> [Fragmento del documento]
------------------------------------
Actualizado: 20 abr 2020

Relato extraído de la novela Casa de Juventud



Aquello sucedió en el año 87, quizás en el 88. A comienzos de esa década, un grupo de jóvenes habíamos puesto en marcha una casa de juventud en el barrio de Las Margaritas y, con los pocos medios de que disponíamos, pero con la mucha ilusión que nos embargaba, estábamos desarrollando un buen número de actividades para el conjunto de los vecinos. Para los anales de la historia sociocultural de nuestro barrio y de Getafe quedan hitos tales como la puesta en marcha de la biblioteca Garcia Lorca (con más de 2.550 volúmenes en sus estantes), un local de ensayo para grupos musicales, un club de montaña, un cine-club, un boletín informativo, una ludoteca, y un sinfín de talleres y de actividades, como las fiestas de Las Margaritas de los años 83 y siguientes.
------------------------------------
> [Datos extraídos]
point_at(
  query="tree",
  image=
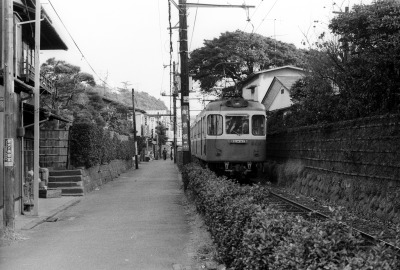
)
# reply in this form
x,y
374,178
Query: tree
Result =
x,y
235,55
69,83
355,75
370,42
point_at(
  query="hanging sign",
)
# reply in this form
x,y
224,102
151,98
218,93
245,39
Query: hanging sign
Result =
x,y
185,128
9,152
1,104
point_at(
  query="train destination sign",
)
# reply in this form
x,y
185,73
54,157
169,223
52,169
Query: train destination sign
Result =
x,y
239,141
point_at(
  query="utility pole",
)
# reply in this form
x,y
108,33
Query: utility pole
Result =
x,y
183,51
345,43
8,140
134,128
36,131
174,94
185,110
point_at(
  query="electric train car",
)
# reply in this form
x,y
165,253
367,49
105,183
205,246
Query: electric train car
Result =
x,y
230,136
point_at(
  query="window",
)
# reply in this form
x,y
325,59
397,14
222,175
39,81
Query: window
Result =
x,y
238,124
258,125
214,124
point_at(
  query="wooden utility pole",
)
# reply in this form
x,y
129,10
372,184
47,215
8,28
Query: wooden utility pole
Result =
x,y
36,130
8,139
134,128
183,51
185,110
174,95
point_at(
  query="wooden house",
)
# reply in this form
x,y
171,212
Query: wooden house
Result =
x,y
256,86
278,93
22,100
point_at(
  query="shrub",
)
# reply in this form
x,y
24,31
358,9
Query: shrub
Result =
x,y
250,234
91,145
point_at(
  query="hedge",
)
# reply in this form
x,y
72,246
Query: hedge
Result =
x,y
91,145
250,234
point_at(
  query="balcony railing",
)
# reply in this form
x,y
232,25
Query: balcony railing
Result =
x,y
27,73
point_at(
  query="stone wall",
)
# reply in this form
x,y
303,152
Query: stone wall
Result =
x,y
354,163
99,175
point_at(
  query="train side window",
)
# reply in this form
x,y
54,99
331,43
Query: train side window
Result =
x,y
258,125
214,124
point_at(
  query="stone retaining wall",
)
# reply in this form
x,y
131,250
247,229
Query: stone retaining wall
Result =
x,y
355,164
99,175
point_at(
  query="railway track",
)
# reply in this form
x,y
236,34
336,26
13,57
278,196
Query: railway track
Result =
x,y
282,203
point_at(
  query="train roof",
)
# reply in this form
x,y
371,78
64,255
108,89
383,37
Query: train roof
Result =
x,y
234,105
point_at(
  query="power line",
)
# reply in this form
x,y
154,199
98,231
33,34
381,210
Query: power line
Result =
x,y
249,19
194,25
266,16
83,56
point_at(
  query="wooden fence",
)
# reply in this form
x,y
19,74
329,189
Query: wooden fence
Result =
x,y
54,149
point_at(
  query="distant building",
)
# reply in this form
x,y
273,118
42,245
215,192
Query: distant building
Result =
x,y
278,93
256,86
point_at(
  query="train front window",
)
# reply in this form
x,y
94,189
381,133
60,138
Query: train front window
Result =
x,y
214,124
237,124
258,125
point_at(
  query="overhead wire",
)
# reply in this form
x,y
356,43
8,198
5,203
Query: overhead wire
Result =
x,y
266,16
194,25
76,45
249,19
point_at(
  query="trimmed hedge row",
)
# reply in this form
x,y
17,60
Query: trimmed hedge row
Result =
x,y
250,234
91,145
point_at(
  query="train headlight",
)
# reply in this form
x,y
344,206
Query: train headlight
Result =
x,y
226,165
256,153
249,165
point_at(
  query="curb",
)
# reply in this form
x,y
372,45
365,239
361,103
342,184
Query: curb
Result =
x,y
40,220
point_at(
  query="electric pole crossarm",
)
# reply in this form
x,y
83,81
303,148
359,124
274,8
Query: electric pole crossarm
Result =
x,y
217,6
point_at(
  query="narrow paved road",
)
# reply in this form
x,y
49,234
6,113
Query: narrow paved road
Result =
x,y
136,221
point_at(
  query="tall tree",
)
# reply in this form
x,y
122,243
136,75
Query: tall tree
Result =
x,y
69,83
235,55
359,72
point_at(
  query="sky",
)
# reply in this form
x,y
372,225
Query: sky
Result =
x,y
127,42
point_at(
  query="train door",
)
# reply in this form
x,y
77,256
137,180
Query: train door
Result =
x,y
201,136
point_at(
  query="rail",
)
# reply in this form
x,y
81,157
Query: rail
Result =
x,y
311,212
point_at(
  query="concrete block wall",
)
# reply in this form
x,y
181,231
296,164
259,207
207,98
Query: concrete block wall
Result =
x,y
99,175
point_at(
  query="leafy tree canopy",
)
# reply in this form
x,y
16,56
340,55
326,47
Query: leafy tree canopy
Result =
x,y
235,55
355,75
69,83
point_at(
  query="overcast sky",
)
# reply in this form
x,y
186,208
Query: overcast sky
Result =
x,y
128,40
------------------------------------
Indica si cada afirmación concuerda con el fragmento sobre la casa de juventud de Las Margaritas, y responde sí o no con las palabras del fragmento que lo deciden, citadas literalmente. (a) La biblioteca reunía más de 2.550 volúmenes. (b) La casa de juventud se puso en marcha en el barrio de Las Margaritas. (c) El grupo de jóvenes contaba con muchos medios. Las entradas son un material independiente del fragmento.

> [Respuesta]
(a) Sí: «con más de 2.550 volúmenes en sus estantes».
(b) Sí: «habíamos puesto en marcha una casa de juventud en el barrio de Las Margaritas».
(c) No: «con los pocos medios de que disponíamos».